### PROBLEM REQUIREMENTS
Extract each of the rows below that contains the string "shutter". Treat uppercase and lowercase letters as distinct.

[Stored data]
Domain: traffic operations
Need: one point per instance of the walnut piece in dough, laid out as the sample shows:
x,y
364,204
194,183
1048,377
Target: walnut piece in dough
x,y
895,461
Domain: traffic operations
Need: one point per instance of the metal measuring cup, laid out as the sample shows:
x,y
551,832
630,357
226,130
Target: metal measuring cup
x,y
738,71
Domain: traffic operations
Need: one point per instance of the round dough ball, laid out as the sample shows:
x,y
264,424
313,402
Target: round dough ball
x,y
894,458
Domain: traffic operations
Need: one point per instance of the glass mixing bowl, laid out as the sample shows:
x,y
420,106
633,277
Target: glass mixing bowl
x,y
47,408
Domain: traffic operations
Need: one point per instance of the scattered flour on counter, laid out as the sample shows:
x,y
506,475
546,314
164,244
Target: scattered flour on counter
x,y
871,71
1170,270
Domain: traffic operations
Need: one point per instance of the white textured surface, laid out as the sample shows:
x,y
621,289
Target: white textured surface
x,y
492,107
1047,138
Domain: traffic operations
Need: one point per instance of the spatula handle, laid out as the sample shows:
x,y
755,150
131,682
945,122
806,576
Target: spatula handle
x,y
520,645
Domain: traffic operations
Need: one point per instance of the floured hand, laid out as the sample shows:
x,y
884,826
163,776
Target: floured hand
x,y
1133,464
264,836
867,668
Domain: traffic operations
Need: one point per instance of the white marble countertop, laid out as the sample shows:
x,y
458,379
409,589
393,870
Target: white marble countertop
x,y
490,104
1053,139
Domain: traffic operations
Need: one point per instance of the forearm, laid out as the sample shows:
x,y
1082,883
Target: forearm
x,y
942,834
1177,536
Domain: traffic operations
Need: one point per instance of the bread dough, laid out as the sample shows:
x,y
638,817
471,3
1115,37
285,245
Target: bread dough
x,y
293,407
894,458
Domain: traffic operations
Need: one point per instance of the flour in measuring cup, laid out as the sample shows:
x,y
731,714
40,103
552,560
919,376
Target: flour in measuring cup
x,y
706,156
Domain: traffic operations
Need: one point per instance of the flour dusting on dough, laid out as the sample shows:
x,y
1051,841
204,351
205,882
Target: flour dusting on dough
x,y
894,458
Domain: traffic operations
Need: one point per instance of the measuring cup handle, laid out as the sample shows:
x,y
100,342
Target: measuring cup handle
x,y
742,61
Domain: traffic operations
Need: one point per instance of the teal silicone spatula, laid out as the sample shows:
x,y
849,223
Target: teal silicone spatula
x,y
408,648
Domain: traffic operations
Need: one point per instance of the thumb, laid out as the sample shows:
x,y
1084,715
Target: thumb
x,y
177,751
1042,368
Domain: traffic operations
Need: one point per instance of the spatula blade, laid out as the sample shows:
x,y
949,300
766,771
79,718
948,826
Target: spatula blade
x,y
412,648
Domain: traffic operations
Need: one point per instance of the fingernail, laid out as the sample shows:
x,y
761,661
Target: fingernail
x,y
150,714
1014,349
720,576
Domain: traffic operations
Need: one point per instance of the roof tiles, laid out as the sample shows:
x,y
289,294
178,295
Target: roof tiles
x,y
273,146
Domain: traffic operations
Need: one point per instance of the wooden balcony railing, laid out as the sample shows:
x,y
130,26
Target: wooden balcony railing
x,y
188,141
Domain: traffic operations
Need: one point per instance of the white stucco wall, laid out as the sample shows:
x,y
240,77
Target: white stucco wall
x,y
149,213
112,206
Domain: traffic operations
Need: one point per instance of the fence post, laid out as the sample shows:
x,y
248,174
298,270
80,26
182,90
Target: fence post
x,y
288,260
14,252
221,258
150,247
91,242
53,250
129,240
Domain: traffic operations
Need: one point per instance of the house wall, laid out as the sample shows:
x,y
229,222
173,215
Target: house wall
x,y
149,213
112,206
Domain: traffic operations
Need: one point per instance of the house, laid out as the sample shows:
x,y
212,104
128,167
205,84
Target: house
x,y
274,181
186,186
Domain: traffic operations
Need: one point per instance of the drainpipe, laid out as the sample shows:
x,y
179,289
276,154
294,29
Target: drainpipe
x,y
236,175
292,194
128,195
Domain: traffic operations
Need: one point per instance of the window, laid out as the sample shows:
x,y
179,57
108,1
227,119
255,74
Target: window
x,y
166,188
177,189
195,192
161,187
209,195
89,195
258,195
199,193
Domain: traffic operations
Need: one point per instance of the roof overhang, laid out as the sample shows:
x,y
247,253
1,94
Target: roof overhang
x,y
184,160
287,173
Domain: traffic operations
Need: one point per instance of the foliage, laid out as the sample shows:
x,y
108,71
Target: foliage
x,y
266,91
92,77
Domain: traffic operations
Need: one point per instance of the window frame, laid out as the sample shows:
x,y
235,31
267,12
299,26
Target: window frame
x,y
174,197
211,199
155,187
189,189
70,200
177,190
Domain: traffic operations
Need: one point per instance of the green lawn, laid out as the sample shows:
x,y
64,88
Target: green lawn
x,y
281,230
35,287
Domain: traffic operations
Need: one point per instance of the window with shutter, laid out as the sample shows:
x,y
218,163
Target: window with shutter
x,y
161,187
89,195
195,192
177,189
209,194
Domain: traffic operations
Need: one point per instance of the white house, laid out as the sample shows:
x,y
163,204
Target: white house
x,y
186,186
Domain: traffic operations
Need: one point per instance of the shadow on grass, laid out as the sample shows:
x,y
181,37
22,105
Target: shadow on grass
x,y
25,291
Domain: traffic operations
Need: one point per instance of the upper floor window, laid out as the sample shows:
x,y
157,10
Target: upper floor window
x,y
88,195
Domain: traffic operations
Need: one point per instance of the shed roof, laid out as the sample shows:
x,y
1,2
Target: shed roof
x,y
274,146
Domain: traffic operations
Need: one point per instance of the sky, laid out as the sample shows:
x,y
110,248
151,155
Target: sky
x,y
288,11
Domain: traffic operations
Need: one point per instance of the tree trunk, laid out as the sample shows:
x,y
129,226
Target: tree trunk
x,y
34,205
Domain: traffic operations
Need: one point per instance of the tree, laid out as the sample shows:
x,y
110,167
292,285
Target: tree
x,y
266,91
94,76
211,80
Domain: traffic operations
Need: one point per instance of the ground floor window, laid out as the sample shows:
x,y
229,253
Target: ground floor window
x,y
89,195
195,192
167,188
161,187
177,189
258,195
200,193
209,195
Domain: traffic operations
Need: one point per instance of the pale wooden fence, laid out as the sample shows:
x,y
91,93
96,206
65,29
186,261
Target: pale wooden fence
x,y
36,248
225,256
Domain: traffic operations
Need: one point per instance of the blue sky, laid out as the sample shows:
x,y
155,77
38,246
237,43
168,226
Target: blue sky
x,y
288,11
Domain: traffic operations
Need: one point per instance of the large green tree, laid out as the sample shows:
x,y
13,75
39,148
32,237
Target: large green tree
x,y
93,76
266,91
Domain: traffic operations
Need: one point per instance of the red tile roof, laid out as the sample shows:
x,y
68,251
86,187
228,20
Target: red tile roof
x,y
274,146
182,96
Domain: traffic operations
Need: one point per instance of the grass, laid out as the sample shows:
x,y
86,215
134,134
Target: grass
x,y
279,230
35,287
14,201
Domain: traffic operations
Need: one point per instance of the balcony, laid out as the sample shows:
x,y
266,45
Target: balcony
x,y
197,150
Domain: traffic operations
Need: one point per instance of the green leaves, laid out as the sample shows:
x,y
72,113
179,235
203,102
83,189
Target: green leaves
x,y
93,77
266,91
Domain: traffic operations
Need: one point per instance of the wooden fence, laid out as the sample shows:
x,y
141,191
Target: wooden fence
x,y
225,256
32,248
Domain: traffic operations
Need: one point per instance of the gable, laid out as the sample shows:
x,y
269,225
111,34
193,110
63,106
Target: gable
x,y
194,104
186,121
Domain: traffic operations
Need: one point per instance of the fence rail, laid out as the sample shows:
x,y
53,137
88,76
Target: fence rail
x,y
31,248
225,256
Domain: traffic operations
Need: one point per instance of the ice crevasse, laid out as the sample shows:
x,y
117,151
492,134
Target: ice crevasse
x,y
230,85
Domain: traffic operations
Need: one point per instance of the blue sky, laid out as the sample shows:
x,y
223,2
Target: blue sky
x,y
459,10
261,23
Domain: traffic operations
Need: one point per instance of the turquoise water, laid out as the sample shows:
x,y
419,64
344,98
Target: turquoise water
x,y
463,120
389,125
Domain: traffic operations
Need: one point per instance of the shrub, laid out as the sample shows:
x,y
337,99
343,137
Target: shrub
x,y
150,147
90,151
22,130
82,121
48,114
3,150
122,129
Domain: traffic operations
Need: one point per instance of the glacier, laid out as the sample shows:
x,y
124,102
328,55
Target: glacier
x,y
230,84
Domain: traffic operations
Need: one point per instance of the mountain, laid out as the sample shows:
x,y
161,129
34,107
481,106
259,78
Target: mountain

### TASK RESULT
Need: one point per instance of the window with shutter, laid out as the sample shows:
Target: window with shutter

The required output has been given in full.